WHAT YOU NEED TO DO »
A. In the forum post about engine oil and tractor hydraulics, what make of engine does the Marshall 264 have?
B. Write a continuation of the forum post about engine oil in a tractor's hydraulic system, starting after its last sentence.

TEXT EXCERPT »
....

# Is my engine oil used in the hydraulic system?



## MarshallOwner (Nov 20, 2019)

Hi members. 
My first entry so please forgive if I'm in the wrong place.
I recently bought a smallholding and inherited an old Marshall 264 with a Lombardini engine.
It has a hydraulic front loader and a backhoe. It was not running initially but after replacing the injectors, cleaning out the system and generally servicing everything I could find, it was running well. I left it standing for a few months and when I went back to it I found that the front loader raised very slowly and with a jerky motion.
I'm a complete beginner with tractors, but thinking that I should try bleeding the hydraulics, I located the Hidroirma Hydraulic pump, and on checking further I see that the hydraulics are routed through the engines oil filter. 
On reading other articles I read that you cannot use hydraulic oil in the engine or engine oil in the hydraulics.

....

Data entries »
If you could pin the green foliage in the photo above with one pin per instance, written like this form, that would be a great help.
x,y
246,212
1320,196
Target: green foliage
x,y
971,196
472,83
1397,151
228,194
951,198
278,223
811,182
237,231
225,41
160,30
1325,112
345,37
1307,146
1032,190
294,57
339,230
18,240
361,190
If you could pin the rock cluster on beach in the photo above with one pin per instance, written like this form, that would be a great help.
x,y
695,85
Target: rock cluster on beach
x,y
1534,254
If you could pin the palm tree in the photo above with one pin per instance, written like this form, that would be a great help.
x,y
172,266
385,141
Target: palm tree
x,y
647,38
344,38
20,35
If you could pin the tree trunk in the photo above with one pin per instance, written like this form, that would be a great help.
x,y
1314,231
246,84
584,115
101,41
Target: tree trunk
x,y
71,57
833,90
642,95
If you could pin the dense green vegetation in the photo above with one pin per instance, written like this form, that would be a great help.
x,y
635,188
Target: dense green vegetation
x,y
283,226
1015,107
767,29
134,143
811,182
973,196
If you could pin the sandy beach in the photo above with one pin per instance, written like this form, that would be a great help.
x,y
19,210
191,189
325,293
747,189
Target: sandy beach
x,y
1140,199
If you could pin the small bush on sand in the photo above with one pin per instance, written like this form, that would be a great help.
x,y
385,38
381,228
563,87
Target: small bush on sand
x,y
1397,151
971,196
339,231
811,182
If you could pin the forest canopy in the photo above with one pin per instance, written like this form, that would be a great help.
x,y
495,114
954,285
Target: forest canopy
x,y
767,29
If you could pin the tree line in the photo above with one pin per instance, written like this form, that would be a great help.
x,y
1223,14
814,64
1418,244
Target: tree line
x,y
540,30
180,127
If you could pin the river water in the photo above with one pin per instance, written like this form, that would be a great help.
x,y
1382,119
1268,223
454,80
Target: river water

....

TASK-BY-TASK ANSWERS »
A. It has a Lombardini engine.

B.
When I was servicing the engine I replaced the oil with Castrol GTX so assume this is in the hydraulics. Am I being stupid here or is this correct? If its the wrong oil I'm thinking this may be the problem with the front loader?
Any assistance or information would be greatly appreciated
Many Thanks


----------



## pogobill (Jan 31, 2012)

https://www.midlandslubricants.co.u...il-ep80w90-axle-oil-tractor-differential-oil/
Here's some interesting reading. 
The hydraulic oil is most likely NOT run thru the engine, although the filter may look like it is part of the tractor engine.
This tractor seems to need a variety of oils, an engine oil, a suitable hydraulic oil, a specific type of fluid for the transmission, a gear oil for the rear diff. If you have put hydraulic oil in your engine, or motor oil in your hydraulics, this could very well be the reason for your problem. 
Read up on the link and you may get some good info on what you need, but you need an operators manual at the least, to service your tractor. It will tell you where, when and what to use as you preform a service.
Welcome to the forum!!


----------



## MarshallOwner (Nov 20, 2019)

Hi Pogobill. Many thanks for the welcome, its nice to have somewhere to go to ask for help when you have no idea what you're doing! 
I see the link and for sure this is what I thought should happen.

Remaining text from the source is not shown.